» **Task prompt**
Would you copy all lines in the data that contain the word "reflection"?

[[ Given records, beginning ]]

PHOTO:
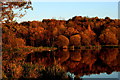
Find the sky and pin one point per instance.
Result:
(66, 10)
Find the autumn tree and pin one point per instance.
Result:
(10, 10)
(75, 40)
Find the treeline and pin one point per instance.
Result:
(78, 31)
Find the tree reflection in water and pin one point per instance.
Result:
(80, 62)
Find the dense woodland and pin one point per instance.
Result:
(78, 31)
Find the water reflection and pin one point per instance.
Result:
(80, 62)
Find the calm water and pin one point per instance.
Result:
(104, 63)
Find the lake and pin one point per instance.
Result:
(104, 63)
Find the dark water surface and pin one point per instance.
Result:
(104, 63)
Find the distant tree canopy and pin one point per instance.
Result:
(78, 31)
(8, 12)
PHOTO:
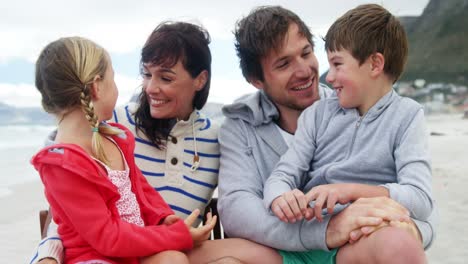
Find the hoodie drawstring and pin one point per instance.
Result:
(196, 158)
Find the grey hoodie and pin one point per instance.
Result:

[[ Given records, end ]]

» **Solution**
Find the tree reflection in water and pin one point per instance.
Find the water reflection and pin one point per instance.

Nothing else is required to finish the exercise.